PASSAGE PROVIDED ▸

*** Block opens ***

Takeda starts work on €40M plant to produce multiple myeloma drug Ninlaro

Japanese drugmaker Takeda has started work on a new plant to produce its oral multiple myeloma drug Ninlaro, a first-to-market active proteasome inhibitor, and expects the facility will be ready to ship the potential blockbuster next year or in early 2019.  

The company says construction begins this month on the €40 million ($42.8 million) facility at its Grange Castle site in Dublin to manufacture Ninlaro. The plant is slated to be completed in the second quarter of 2018 and be operational to ship secondary packaged product in the second half of fiscal 2018, which ends on March 31, 2018.

Ireland development authorities boasted in December that Takeda was expanding in the country, but the drugmaker is now offering up more details on the project. It said the 5,672-square-meter (61,053-square-foot) production facility will will house the API, formulation, primary and secondary packaging and quality-control processes. The company will add 40 jobs at the site as a result of the expansion.

The blood cancer cancer drug was approved in the U.S. in 2015 and recently won backing from the European Medicines Agency as well as approval in Japan. In December, Weber told investors that Ninlaro was picking up momentum faster than expected in the U.S. In just a few months after launch, he said one in five new patients receiving second-line treatment for the disease were prescribed the drug. That is the highest market share for any new multiple myeloma therapy, he said.

After a rough several years, Takeda is seeing forward progress. In April, the FDA approved its cancer drug Alunbrig as a second-line treatment for ALK-positive, non-small cell lung cancer. Takeda acquired the drug in its $5.2 billion buyout of Cambridge, Massachusetts-based biotech Ariad, which closed just two months before the approval.

*** Block closes ***

PARTS OF THE EXERCISE ▸
(a) According to the article on Takeda's Ninlaro plant, how many jobs will the company add at its Grange Castle site?
(b) Copy out the article on Takeda's Ninlaro plant word for word, starting with "Ireland development authorities" and going on through "of the expansion.".

RECORDS ▸

*** Block opens ***

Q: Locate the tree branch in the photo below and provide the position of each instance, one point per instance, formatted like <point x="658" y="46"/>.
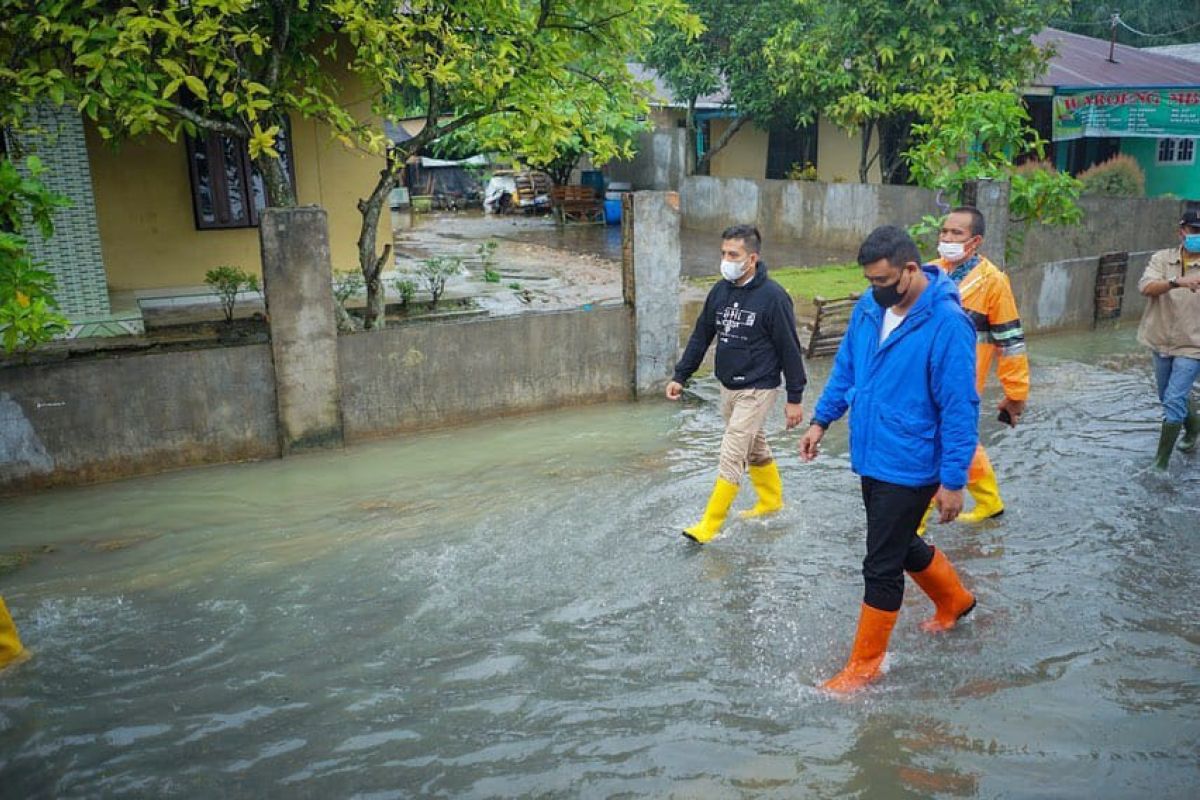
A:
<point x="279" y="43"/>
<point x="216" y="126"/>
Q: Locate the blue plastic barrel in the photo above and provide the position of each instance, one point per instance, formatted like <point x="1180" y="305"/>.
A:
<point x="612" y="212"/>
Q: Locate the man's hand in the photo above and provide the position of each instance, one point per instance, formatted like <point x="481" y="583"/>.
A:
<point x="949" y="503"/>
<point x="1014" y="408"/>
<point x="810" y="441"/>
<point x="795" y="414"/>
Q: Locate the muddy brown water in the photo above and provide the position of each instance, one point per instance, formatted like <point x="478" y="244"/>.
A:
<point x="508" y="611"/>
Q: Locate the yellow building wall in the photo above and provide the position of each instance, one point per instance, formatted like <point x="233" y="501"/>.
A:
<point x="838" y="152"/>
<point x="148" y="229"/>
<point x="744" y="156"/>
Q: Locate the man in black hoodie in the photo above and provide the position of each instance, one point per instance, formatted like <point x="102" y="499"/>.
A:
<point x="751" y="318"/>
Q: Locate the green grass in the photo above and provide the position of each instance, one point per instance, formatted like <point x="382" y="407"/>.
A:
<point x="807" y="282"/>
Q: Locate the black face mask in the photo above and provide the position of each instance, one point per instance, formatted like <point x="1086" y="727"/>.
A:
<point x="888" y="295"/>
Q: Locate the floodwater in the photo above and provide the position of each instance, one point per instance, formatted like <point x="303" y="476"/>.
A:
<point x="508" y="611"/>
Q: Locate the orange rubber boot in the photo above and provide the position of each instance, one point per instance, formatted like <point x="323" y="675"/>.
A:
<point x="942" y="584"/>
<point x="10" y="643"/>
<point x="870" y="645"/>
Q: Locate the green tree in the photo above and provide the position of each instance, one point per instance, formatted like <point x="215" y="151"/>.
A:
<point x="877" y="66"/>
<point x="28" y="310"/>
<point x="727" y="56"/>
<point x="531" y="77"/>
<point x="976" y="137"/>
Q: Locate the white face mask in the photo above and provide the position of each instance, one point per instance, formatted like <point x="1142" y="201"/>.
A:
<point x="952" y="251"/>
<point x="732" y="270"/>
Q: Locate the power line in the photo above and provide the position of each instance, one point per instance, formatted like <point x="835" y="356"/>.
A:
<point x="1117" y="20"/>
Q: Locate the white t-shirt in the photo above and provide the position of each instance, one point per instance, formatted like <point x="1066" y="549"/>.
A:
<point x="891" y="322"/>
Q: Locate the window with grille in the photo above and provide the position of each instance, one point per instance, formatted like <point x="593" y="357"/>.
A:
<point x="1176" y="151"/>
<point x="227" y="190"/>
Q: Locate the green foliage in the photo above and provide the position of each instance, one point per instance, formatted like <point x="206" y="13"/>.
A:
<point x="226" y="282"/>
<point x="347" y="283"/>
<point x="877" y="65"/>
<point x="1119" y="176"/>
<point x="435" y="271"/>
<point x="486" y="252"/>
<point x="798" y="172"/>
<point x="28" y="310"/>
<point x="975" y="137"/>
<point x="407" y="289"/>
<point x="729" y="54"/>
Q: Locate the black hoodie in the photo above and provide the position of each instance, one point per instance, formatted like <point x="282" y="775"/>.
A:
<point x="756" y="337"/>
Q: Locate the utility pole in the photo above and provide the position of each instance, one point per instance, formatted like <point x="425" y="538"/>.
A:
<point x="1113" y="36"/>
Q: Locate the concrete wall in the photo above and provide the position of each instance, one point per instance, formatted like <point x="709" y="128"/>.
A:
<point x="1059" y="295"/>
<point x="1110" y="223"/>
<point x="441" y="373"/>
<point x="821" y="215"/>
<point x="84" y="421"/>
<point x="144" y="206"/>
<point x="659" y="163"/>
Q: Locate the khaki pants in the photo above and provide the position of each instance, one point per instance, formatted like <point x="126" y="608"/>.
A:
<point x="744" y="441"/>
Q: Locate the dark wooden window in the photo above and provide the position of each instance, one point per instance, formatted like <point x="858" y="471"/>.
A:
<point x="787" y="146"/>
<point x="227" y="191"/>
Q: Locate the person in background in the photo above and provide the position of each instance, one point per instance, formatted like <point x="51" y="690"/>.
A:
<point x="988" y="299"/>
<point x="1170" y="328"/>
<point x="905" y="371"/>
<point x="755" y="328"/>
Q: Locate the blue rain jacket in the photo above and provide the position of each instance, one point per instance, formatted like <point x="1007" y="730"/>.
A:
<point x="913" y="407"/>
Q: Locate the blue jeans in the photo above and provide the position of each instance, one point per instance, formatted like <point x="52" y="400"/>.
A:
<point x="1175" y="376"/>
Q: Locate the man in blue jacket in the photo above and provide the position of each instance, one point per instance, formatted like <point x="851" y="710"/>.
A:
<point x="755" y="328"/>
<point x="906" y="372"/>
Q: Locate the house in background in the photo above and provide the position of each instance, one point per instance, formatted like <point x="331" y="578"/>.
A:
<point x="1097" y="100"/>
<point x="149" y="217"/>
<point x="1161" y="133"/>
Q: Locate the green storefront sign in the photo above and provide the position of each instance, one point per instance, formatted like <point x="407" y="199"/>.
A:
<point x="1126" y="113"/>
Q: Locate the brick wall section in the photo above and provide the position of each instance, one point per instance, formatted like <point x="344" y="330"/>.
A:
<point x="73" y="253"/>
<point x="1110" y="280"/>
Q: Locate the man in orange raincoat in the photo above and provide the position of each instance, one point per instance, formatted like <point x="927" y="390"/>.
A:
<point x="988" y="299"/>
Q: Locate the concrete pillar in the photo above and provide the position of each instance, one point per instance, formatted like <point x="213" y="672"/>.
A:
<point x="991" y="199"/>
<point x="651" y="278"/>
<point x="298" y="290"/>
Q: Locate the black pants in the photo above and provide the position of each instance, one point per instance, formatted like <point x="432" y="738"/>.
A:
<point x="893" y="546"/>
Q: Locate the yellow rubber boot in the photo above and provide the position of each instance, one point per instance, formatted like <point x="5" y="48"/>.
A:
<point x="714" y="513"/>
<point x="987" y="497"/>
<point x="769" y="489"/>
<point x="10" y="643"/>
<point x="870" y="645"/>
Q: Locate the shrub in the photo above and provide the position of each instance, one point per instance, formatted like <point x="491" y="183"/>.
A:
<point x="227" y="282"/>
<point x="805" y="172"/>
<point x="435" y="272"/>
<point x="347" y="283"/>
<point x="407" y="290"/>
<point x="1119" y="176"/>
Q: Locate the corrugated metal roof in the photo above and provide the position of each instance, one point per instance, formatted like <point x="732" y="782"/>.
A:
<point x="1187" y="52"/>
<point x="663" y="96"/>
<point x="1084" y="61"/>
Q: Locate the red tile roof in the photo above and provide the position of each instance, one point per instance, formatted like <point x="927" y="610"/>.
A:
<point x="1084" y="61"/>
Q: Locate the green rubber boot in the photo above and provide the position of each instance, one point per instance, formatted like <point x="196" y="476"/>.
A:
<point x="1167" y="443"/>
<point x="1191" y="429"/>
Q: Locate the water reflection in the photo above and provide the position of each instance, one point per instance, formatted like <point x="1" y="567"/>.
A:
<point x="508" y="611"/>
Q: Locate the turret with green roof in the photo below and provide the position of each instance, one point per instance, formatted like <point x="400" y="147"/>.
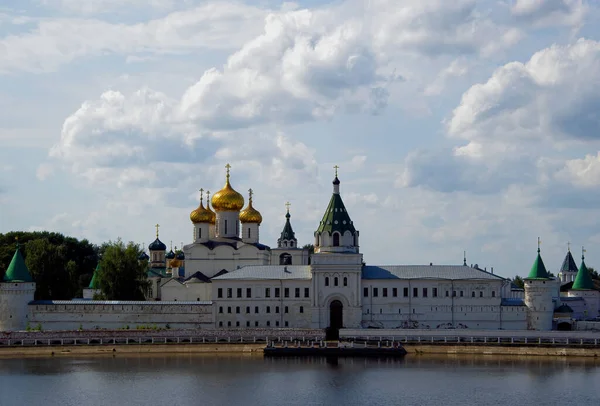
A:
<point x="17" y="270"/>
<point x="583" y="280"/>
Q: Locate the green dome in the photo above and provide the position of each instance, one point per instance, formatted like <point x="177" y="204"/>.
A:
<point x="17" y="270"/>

*** Block closes ***

ANSWERS FOR THE EXERCISE ▸
(a) 40 jobs.

(b)
Ireland development authorities boasted in December that Takeda was expanding in the country, but the drugmaker is now offering up more details on the project. It said the 5,672-square-meter (61,053-square-foot) production facility will will house the API, formulation, primary and secondary packaging and quality-control processes. The company will add 40 jobs at the site as a result of the expansion.